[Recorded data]
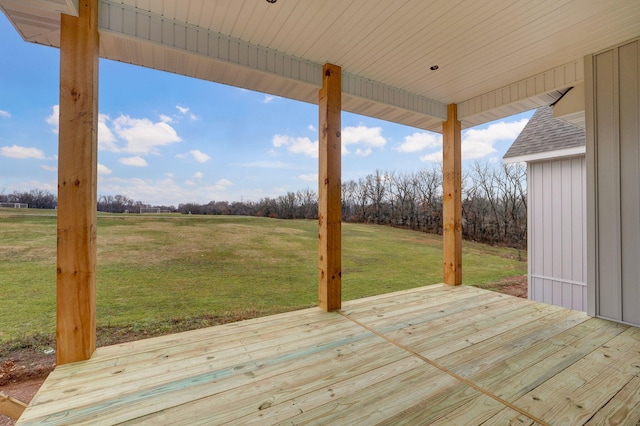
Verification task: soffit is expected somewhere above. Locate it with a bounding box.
[0,0,640,131]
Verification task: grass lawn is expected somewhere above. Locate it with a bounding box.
[0,209,527,343]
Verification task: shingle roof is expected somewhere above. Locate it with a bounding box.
[503,106,585,158]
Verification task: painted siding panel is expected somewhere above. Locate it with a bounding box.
[595,51,622,320]
[527,157,586,311]
[619,42,640,324]
[587,40,640,325]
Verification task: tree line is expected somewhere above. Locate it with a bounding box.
[0,162,527,249]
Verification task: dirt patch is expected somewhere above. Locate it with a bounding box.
[0,348,56,426]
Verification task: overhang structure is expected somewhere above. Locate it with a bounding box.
[0,0,640,364]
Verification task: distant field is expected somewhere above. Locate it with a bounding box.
[0,209,527,342]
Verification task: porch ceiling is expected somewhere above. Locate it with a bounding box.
[0,0,640,132]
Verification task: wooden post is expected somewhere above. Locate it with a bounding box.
[442,104,462,285]
[318,64,342,311]
[56,0,98,365]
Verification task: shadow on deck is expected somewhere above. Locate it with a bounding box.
[18,285,640,425]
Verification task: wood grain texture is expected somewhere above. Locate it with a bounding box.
[56,0,98,365]
[318,64,342,311]
[18,285,640,425]
[442,104,462,285]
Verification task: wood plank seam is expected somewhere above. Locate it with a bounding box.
[338,311,550,426]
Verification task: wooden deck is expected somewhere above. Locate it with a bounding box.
[18,285,640,425]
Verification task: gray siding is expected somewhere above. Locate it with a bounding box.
[527,156,587,311]
[585,40,640,325]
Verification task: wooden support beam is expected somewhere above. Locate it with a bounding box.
[56,0,98,365]
[442,104,462,285]
[0,392,27,420]
[318,64,342,311]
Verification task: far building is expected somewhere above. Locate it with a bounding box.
[504,106,587,311]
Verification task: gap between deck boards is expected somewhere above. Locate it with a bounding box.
[337,311,550,426]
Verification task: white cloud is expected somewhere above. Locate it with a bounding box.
[98,163,111,175]
[462,118,529,160]
[418,118,529,162]
[298,173,318,182]
[99,176,239,206]
[189,149,211,163]
[394,132,442,152]
[272,135,318,158]
[216,179,233,188]
[176,105,198,120]
[0,145,45,160]
[112,115,182,154]
[241,161,300,169]
[342,125,387,156]
[44,105,60,135]
[118,155,149,167]
[356,148,373,157]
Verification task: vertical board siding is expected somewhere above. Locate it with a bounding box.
[527,157,586,311]
[588,40,640,325]
[595,51,622,320]
[618,42,640,324]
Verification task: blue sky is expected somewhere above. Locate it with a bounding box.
[0,13,533,206]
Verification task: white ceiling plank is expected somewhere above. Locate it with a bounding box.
[5,0,640,132]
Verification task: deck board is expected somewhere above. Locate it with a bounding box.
[18,285,640,425]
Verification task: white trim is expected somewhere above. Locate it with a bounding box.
[530,274,587,287]
[504,146,587,163]
[458,59,584,128]
[98,0,447,123]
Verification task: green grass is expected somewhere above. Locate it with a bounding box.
[0,209,526,342]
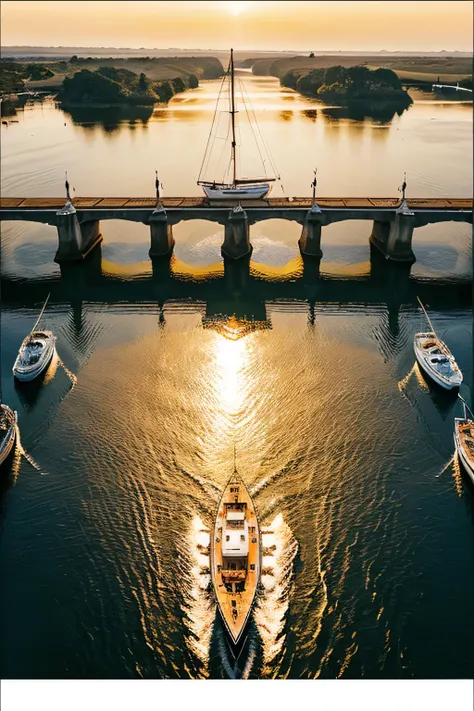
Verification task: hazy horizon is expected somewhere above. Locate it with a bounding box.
[1,0,473,53]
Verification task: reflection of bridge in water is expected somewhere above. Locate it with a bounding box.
[1,247,472,342]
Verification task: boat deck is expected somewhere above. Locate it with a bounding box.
[211,477,261,643]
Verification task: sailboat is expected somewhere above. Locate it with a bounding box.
[454,396,474,484]
[197,49,280,200]
[210,454,262,646]
[413,297,462,390]
[13,294,56,381]
[0,402,18,466]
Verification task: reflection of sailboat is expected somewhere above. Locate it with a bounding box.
[0,403,18,465]
[198,49,280,200]
[202,314,272,341]
[454,398,474,484]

- _Exercise prompt_
Select every line of the records that contains the string "white", treating uppercase and lowercase as different, and copy those lines.

- _Response to the task_
Verification task: white cloud is expected somewhere above. Locate it with a bounding box.
Verification task: white ceiling plank is expected somewhere above. Locate it with a bounding box.
Verification task: white trim is expected somewhere above. Locate it with a bounding box.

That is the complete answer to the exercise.